→ Filas proporcionadas:
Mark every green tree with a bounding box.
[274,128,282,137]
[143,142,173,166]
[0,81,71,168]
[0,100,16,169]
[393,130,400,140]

→ Lo que se pide: ¿Qué filas de arriba contienen la palabra "tree"? Reúnelas todas y cópialas sin cambios.

→ Solución:
Mark every green tree with a bounding box.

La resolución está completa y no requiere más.